#### Text block
--- Start ---
They are conversation starters and branding for sure. I have received lots of leads from people seeing our shirts , hats etc. I know because they tell me and then they want one. I like to have fun with my designs but always remain loyal to my logo and colors. My community knows I ride because of my bike which is also branded and I ride out and about with my gear on. I have my painter biker logo on my trucks and trailer and its a big conversation starter which often leads to work! Is it overkill...I think not its how I make my living.

Customers love it when they get a gift after a job and most are very inclined to wear them whether out and about or doing yard work but either way guess whos name is being branded and seen:thumbsup: thinkpainting...


----------



## FramingPro (Jan 31, 2010)

Chris Johnson said:


> I just bought 36 t-shirts, a dozen long sleeve shirts, a dozen hoodies (yes Nick you may have one), a dozen windbreakers, 2 melton jackets and one leather jacket for myself. I was just around 2k for everything, $ 100.00 or so was set up fees for the logo.


did you use my shirt design?
what colors


----------



## Jaws (Dec 20, 2010)

We have ours done local. Hats and Polo's. I never wear company shirts, I used to, my leads do though. I am getting some hoodies made, good idea. I will wear that. Always where a company hat, camouflage for hunting and give aways to subs. They always wear the camos. Have to get good stuff made to make people wear them. Underarmour royal blue, pro style fitted with HBA logo on the back and ours on the front, or Realtree camo with the same.


----------



## SSC (Feb 8, 2011)

About 10 years ago i had some shirts and sweats made up using 
Jerzee's 29m, i still have and wear them and they have been through hell. Really a durable quality material and recommend them.

Going to look into those sport-tec polos


----------



## SSC (Feb 8, 2011)

KnottyWoodwork said:


> I get mine locally. I use the sport-tec athletic polos (actually looked in the closet at the tag!) With the logo stitched in. I normally can't stand the feeling of polo's, but these are wicked comfortable. They hang loose, and stay cool in the heat. I actually prefer to wear them over my T's.
> Not much worse than showing up to a clients with pit stains.


Have any pics of yours?


----------



## KnottyWoodwork (May 23, 2010)

Sport-tek, by port authority in the maroon color.


----------



## SSC (Feb 8, 2011)

KnottyWoodwork said:


> Sport-tek, by port authority in the maroon color.


Do you get snags or pulls on those shirts?


----------



## GregS (Oct 1, 2006)

Chris Johnson said:


> I was just around 2k for everything, $ 100.00 or so was set up fees for the logo.


Where did you get that done?


----------



## Chris Johnson (Apr 19, 2007)

GregS said:


> Where did you get that done?


Stitchy Lizard on East Liberty...ask for Alex , they did my jackets.
--- End ---
#### Exercise task 1
Decide whether each statement below agrees with the thread about branded work clothing, answering yes or no and quoting the words that settle it: (a) Chris Johnson paid around a hundred dollars in setup fees for his logo; (b) Jaws says he always wears company shirts; (c) KnottyWoodwork's polos are Sport-tek in maroon.

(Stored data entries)
--- Start ---
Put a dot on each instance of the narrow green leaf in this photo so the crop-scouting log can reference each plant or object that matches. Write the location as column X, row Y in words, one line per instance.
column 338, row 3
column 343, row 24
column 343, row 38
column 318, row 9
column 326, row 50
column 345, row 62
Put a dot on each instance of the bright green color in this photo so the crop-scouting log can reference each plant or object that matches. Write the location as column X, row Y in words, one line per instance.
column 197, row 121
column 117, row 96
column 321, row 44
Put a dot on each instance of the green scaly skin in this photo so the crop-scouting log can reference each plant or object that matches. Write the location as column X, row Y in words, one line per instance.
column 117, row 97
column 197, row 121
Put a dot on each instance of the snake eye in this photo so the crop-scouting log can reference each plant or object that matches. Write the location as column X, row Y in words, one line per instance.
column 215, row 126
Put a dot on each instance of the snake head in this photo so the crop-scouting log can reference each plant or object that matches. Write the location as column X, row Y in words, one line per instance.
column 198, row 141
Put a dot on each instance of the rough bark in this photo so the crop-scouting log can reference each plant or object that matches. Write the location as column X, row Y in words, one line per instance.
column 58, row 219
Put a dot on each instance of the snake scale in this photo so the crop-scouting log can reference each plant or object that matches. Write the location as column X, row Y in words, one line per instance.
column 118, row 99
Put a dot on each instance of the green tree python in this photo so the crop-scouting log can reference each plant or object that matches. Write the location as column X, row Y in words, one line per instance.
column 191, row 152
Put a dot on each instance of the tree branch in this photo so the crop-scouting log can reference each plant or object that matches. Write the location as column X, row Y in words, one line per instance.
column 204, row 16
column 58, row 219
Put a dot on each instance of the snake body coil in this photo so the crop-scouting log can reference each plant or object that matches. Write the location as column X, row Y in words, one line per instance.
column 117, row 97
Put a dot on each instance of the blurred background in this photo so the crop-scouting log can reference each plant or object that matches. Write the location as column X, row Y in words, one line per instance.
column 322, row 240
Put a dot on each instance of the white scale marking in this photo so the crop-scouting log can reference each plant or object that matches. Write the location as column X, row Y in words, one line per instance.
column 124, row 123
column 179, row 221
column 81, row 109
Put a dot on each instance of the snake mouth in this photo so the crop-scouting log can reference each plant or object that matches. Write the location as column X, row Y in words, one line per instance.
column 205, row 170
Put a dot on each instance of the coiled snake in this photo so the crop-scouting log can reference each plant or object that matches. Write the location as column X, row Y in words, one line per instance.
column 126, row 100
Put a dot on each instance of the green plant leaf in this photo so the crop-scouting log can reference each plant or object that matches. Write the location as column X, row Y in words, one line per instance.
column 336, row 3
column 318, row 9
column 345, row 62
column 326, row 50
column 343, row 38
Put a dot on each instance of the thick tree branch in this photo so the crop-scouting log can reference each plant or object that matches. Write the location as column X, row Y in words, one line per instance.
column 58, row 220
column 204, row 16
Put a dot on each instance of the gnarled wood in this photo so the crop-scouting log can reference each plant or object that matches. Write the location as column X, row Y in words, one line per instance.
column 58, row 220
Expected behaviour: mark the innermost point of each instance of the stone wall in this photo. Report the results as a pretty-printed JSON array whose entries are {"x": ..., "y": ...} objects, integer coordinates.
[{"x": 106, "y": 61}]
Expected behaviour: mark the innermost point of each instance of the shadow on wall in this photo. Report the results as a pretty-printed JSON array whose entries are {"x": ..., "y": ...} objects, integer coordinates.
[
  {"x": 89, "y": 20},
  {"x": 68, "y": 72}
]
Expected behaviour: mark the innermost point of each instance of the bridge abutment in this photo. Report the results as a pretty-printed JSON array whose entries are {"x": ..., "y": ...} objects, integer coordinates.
--- End ---
#### Exercise task 2
From the records, reproduce the part that opens with the line containing "Put a dot on each instance of the snake eye" and closes with the line containing "column 198, row 141".

#### Answer 1
(a) Yes: "$ 100.00 or so was set up fees for the logo"
(b) No: "I never wear company shirts"
(c) Yes: "Sport-tek, by port authority in the maroon color."

#### Answer 2
Put a dot on each instance of the snake eye in this photo so the crop-scouting log can reference each plant or object that matches. Write the location as column X, row Y in words, one line per instance.
column 215, row 126
Put a dot on each instance of the snake head in this photo so the crop-scouting log can reference each plant or object that matches. Write the location as column X, row Y in words, one line per instance.
column 198, row 141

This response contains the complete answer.